How to change the format of SQLAlchemy engine 'echo' messages? - sqlalchemy

IIUC, the format is set in log.py (lines 33..38 in 1.4.7):
def _add_default_handler(logger):
handler = logging.StreamHandler(sys.stdout)
handler.setFormatter(
logging.Formatter("%(asctime)s %(levelname)s %(name)s %(message)s")
)
logger.addHandler(handler)
But all my attempts to set the format to a bare '%(message)s' have failed. For example,
logging.StreamHandler(sys.stdout).setFormatter('%(message)s')
has no effect.
When developing a program in SQLAlchemy, I want to see only the query executed by engine, and these extra fields asctime, levelname and name are distracting.
There is an entire subchapter about engine logging in SQLAlchemy documentation, but it talks only about levels and says nothing about formatting. On the other hand, I guess changing formatting should be possible, because in SQLAlchemy tutorial (see, e.g., here), the logging messages are presented just the way I would like them.
_ _ _ _ _ _ _
# [Exercise objective]
Rewrite the passage of the forum post that starts with "IIUC, the format" and ends with "logger.addHandler(handler)", replacing each "sys.stdout" with "sys.stderr".

# [Stored rows]
_ _ _ _ _ _ _
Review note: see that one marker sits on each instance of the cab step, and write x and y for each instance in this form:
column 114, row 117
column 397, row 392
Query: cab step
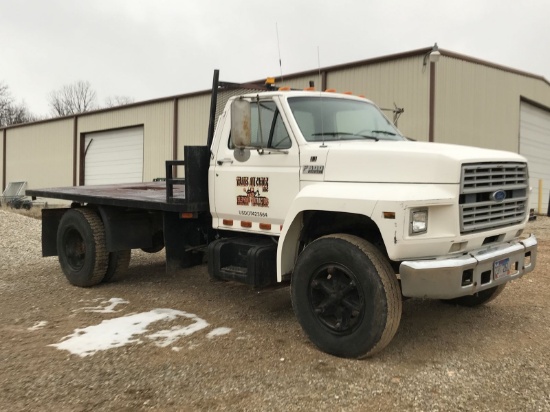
_ _ _ _ _ _ _
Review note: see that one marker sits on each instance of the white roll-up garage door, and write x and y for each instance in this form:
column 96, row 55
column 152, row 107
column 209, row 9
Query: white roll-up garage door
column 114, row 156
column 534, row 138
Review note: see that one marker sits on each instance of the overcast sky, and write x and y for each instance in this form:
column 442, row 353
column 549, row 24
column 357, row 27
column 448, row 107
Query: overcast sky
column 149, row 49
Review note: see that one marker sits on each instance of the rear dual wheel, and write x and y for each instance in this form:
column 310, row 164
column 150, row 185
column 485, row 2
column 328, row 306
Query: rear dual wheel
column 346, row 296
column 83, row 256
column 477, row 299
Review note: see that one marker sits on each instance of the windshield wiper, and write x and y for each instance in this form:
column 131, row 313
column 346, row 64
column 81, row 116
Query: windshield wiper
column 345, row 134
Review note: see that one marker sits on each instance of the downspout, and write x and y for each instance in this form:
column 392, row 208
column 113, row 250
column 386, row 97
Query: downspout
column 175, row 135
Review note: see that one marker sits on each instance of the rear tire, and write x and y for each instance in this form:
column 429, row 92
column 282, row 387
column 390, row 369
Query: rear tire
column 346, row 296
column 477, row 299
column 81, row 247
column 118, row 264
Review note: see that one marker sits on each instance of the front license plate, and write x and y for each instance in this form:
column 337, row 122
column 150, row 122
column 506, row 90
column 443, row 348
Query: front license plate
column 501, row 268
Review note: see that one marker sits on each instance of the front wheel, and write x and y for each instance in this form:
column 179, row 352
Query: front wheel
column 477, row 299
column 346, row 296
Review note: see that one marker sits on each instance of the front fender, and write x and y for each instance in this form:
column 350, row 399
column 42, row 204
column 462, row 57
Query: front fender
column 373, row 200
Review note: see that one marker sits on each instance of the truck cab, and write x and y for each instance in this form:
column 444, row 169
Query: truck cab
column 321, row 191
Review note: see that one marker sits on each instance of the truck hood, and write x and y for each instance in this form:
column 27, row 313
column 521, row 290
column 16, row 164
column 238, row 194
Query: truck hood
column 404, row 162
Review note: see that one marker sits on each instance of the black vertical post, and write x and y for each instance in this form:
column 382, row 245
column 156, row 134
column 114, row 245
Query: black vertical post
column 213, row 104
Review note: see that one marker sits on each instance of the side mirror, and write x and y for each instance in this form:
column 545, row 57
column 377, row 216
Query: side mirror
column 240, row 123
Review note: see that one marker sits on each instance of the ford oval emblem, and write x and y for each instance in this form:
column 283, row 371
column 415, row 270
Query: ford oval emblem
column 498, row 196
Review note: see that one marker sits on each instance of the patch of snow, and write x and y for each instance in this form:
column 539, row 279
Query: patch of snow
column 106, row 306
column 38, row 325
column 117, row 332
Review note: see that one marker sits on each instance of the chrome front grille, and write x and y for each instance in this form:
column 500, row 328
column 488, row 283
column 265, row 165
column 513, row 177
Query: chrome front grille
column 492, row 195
_ _ _ _ _ _ _
# [Answer below]
IIUC, the format is set in log.py (lines 33..38 in 1.4.7):
def _add_default_handler(logger):
handler = logging.StreamHandler(sys.stderr)
handler.setFormatter(
logging.Formatter("%(asctime)s %(levelname)s %(name)s %(message)s")
)
logger.addHandler(handler)